▶ _WHAT IS BEING ASKED_: Set out every one of the records below as a numbered list with blank lines dropped, and leave the pictures out of your answer.

-------- PROVIDED DATA

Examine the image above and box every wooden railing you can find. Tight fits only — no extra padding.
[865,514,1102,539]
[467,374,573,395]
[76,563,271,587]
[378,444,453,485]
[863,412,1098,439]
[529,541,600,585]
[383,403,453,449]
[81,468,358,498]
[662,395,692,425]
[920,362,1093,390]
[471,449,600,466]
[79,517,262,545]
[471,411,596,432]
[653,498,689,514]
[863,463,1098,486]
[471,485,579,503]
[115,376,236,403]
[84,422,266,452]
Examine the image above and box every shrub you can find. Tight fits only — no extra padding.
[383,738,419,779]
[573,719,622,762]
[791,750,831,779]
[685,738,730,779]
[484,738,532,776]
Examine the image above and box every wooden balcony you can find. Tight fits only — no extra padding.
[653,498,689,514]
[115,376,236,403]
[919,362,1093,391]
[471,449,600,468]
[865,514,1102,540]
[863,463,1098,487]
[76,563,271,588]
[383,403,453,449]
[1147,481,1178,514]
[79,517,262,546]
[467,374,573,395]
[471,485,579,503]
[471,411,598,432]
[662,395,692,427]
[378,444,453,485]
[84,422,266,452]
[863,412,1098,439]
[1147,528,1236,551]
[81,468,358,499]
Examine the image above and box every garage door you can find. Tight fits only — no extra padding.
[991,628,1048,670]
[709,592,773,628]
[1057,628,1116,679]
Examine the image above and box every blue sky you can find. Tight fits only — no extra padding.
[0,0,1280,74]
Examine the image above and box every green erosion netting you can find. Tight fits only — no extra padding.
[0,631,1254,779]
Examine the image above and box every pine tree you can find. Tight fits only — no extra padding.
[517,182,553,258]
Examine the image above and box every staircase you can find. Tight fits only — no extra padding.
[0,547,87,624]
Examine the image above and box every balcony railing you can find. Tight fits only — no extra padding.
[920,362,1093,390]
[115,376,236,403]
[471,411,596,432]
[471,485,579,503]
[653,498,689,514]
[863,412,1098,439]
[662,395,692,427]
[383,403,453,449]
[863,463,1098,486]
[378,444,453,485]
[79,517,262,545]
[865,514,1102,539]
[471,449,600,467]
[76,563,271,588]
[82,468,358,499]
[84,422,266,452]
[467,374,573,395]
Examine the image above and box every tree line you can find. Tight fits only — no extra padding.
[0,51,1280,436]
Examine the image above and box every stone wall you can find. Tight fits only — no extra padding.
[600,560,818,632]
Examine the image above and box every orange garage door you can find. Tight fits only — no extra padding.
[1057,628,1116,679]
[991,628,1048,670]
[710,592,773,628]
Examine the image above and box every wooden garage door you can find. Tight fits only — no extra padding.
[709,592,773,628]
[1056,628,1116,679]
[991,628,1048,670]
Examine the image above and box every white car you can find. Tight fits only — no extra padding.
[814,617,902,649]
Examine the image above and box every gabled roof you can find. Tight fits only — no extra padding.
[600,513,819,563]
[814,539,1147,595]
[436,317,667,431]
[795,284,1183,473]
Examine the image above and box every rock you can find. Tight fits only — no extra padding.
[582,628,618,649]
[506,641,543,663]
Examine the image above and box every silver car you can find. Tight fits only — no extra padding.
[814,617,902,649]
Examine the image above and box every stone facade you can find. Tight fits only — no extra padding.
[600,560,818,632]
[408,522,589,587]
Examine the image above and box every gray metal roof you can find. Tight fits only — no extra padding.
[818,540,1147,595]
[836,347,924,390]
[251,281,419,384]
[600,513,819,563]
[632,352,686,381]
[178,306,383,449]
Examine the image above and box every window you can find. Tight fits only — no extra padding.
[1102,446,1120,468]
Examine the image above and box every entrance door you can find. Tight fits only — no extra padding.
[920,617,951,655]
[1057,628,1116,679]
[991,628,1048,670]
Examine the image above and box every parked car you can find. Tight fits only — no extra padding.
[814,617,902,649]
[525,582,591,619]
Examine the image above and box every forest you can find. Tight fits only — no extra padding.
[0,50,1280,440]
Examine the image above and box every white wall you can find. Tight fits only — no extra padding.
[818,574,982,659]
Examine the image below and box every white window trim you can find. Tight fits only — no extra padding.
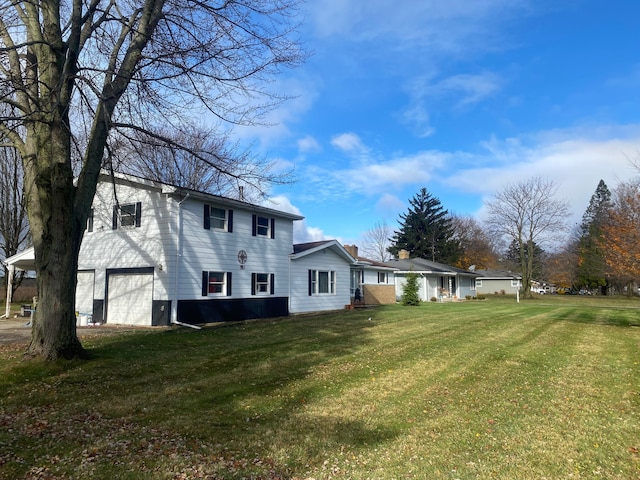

----------------

▶ _RESULT OF THE TASK_:
1. Examine the image above and box every wooden railing you can find. Tight fits only — no extra padding.
2. [865,514,1102,539]
3. [467,374,573,395]
4. [76,563,271,587]
5. [378,444,453,485]
6. [863,412,1098,439]
7. [529,541,600,585]
8. [383,403,453,449]
9. [81,468,358,498]
10. [662,395,692,425]
11. [920,362,1093,390]
12. [471,449,600,466]
13. [79,517,262,545]
14. [471,411,596,432]
15. [653,498,689,514]
16. [863,463,1098,486]
17. [471,485,579,503]
18. [115,376,236,403]
19. [84,422,266,452]
20. Examine the image above and box every shrub you can find. Tight fits only — no extra padding.
21. [383,738,419,779]
22. [573,719,622,762]
23. [791,750,831,779]
24. [685,738,730,779]
25. [484,738,532,776]
26. Examine the image above and box every wooden balcony you can find. Tight fits only — no extra padding.
27. [653,498,689,514]
28. [115,376,236,403]
29. [919,362,1093,391]
30. [471,449,600,468]
31. [865,514,1102,540]
32. [863,463,1098,487]
33. [76,563,271,588]
34. [383,403,453,449]
35. [1147,481,1178,514]
36. [79,517,262,546]
37. [467,374,573,395]
38. [471,485,579,503]
39. [471,411,598,432]
40. [662,395,692,427]
41. [378,444,453,485]
42. [84,422,266,452]
43. [863,412,1098,439]
44. [1147,528,1236,551]
45. [81,468,358,499]
46. Examine the image above and box every garage door you can find. Tight fits only — no extra padding.
47. [991,628,1048,670]
48. [709,592,773,628]
49. [1057,628,1116,679]
50. Examine the image above and box every blue sky you can find. Tight fits only — no extra padding.
51. [0,0,1280,74]
52. Examine the image above and box every green erosion netting you can find. Tight fits only — no extra padding.
53. [0,631,1254,779]
54. Examine the image above and box every pine tree you can find. Tight fits only — no extra padding.
55. [517,182,553,258]
56. Examine the image above and box every staircase you can find. Tight fits only — no extra padding.
57. [0,547,87,624]
58. Examine the image above and box every balcony railing you can find. Tight fits only — no extra padding.
59. [920,362,1093,390]
60. [115,376,236,403]
61. [471,411,596,432]
62. [471,485,579,503]
63. [653,498,689,514]
64. [863,412,1098,439]
65. [662,395,692,427]
66. [383,403,453,449]
67. [863,463,1098,486]
68. [378,444,453,485]
69. [79,517,262,545]
70. [865,514,1102,539]
71. [471,449,600,467]
72. [76,563,271,588]
73. [82,468,358,499]
74. [84,422,266,452]
75. [467,374,573,395]
76. Examine the image above and box every tree line you can find. Tight fits only — no extra padding.
77. [0,51,1280,436]
78. Examine the image above and box every stone wall you can find. Tight fits only — no extra padding.
79. [600,560,818,632]
80. Examine the image above and box every orange garage door you can find. Tight fits only — no extra padding.
81. [1057,628,1116,679]
82. [991,628,1048,670]
83. [710,592,773,628]
84. Examine the image above and box every wooden garage door you can find. Tight fits only — no extra padding.
85. [709,592,773,628]
86. [1056,628,1116,679]
87. [991,628,1048,670]
88. Examine the image above and box every white car you can find. Tight fits only — no extra padding.
89. [814,617,902,649]
90. Examine the image above and box every gabled roof you can find. Tight fits only — no extra padding.
91. [600,513,819,563]
92. [814,539,1147,595]
93. [436,317,667,431]
94. [795,284,1183,473]
95. Examine the image above and box every rock you can find. Tight fits only — no extra padding.
96. [582,628,618,649]
97. [506,641,543,663]
98. Examine the image above and box every silver car you can find. Tight fits only — no extra padding.
99. [814,617,902,649]
100. Examine the image above and box every stone facade you can find. Tight fits only — no extra padding.
101. [600,560,818,632]
102. [408,522,589,587]
103. Examine the image above and box every gray metal roof you can find. Tight fits only — no extra padding.
104. [818,540,1147,595]
105. [836,347,924,390]
106. [251,281,419,384]
107. [600,513,819,563]
108. [632,352,686,381]
109. [178,306,383,449]
110. Examine the image above and box every window you can find. Tight fits only — no extra padding.
111. [1102,446,1120,468]
112. Examine the image above and box every entrance door you can find. Tight fits only — no extra padding.
113. [920,617,951,655]
114. [1057,628,1116,679]
115. [991,628,1048,670]
116. Examine the image above and box every parked car you can find. Tight fits only — no extra padding.
117. [814,617,902,649]
118. [525,582,591,619]
119. Examine the image above and box every forest you can find. Tight fits only — no extra padding.
120. [0,50,1280,440]
121. Examine the image above and box every white wall you can find. Tight fits only — no extra padding.
122. [818,574,982,659]
123. Examine the image below and box every white window trim you can find. Tight fits only — no extra padding.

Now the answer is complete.